- Dataset extract

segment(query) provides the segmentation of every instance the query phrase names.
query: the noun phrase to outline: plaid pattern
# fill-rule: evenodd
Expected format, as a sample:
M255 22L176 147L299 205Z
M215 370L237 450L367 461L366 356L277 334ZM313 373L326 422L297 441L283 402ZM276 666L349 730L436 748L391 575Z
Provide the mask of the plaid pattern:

==

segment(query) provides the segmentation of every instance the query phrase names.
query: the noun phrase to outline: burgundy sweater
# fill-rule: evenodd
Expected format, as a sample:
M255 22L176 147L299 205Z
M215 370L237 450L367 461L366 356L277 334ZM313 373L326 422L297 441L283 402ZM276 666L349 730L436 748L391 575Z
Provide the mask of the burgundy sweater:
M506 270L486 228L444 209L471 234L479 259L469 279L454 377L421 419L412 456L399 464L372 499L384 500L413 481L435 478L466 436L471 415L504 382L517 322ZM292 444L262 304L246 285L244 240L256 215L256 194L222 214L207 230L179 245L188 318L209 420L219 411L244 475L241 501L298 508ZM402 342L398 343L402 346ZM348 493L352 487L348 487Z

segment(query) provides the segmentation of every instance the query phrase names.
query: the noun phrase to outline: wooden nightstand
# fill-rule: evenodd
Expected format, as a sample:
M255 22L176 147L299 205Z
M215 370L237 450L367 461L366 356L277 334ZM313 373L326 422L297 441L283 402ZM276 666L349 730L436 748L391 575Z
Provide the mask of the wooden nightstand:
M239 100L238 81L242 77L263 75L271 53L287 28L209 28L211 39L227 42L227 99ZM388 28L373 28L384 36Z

- What you should do
How many lines in the listing above include the word "outline"? Respond with the number and nothing else.

- Task output
3